***** DATA EXTRACT *****
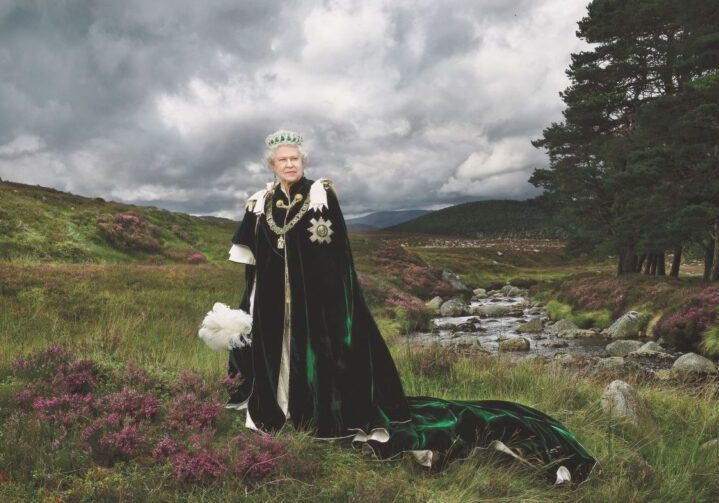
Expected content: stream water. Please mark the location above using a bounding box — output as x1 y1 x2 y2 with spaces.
408 293 611 361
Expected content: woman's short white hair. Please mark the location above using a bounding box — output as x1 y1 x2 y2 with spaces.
264 143 308 168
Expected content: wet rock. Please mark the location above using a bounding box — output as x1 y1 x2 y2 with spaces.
671 353 717 377
639 341 666 353
442 270 469 291
547 318 579 335
444 337 485 352
606 340 643 357
440 298 468 317
557 328 598 339
605 311 651 339
426 296 443 314
517 318 543 333
473 288 487 298
469 304 523 318
601 380 643 425
545 339 568 348
626 349 675 367
498 337 530 351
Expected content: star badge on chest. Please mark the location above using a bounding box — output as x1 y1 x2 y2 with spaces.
307 217 334 244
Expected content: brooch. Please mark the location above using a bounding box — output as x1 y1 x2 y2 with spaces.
307 217 334 244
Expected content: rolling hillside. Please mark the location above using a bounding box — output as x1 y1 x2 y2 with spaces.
0 180 236 264
345 209 430 230
388 199 562 238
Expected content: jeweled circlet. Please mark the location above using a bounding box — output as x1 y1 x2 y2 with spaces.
265 189 311 249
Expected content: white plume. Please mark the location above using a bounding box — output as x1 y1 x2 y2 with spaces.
198 302 252 351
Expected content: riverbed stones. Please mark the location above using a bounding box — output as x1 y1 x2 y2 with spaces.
498 337 530 351
440 298 468 317
472 288 487 298
557 327 598 339
442 270 469 291
671 353 717 377
601 380 643 425
606 340 643 357
547 318 579 335
469 303 524 318
426 296 443 314
545 339 568 348
517 318 543 333
604 311 651 339
639 341 665 353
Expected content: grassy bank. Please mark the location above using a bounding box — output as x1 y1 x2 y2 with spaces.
1 260 718 501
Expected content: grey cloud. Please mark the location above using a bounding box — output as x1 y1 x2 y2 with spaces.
0 0 588 218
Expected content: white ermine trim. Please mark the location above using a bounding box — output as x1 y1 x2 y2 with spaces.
246 183 273 215
309 178 329 213
228 244 256 264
*****
**WHAT YOU SHOULD DO**
The listing above is to be retyped exactly, with all pictures left out.

**OUTPUT OF THE TASK**
Expected content: stream water. Please mark the location above using a bounding box — output as x1 y1 x2 y2 with spaces.
408 293 611 361
Expected content: woman's short white hair. Please mark the location above using a bounding box — output as x1 y1 x2 y2 with spaces.
264 143 308 168
Expected content: wet rock. Please mark the location above using a bounding box — output as x1 y1 x2 y2 with spaces.
671 353 717 377
639 341 666 353
442 270 469 291
547 318 579 335
444 337 485 352
606 340 643 357
440 298 468 317
557 328 598 339
605 311 651 339
426 296 443 314
517 318 543 333
473 288 487 298
469 304 523 318
601 380 643 425
545 339 568 348
626 349 675 367
498 337 530 351
Expected content: star badge on chest. Please mark the location above using a bounding box — output as x1 y1 x2 y2 with spaces.
307 217 334 244
Expected content: brooch. Please mark the location above using a bounding box — output as x1 y1 x2 y2 with spaces.
307 217 334 244
Expected content: rolling hillside. Please mark the location above using a bounding box — output as x1 y1 x2 y2 with spaces.
0 180 236 264
345 209 430 230
388 199 562 238
Expected content: jeweled circlet. Please mark the location above using a bounding box — output as x1 y1 x2 y2 with spaces.
265 189 311 249
Expected content: white plume. Please mark the location above using a bounding box — output as x1 y1 x2 y2 with spaces.
198 302 252 351
Expected content: riverbed stones. Please mark the location above using a bounding box — output as x1 y1 x2 y2 with spaces.
498 337 530 351
440 298 468 317
472 288 487 298
557 327 598 339
442 270 469 291
671 353 717 377
601 380 643 425
606 340 643 357
547 318 579 335
469 303 524 318
426 296 443 314
545 339 568 348
517 318 543 333
604 311 651 339
639 341 665 353
Expected content: grassy bank. Please mark the location above using a bounding box — output as x1 y1 x2 y2 with spaces.
1 260 718 501
Expected content: grey cloud. Please mark the location above using a bounding box — output as x1 y1 x2 y2 with spaces.
0 0 588 218
Expected content: white ermine trim. Please mark the location above using a bounding box — output as x1 y1 x2 y2 with spaces.
246 183 273 215
309 178 329 213
228 244 256 264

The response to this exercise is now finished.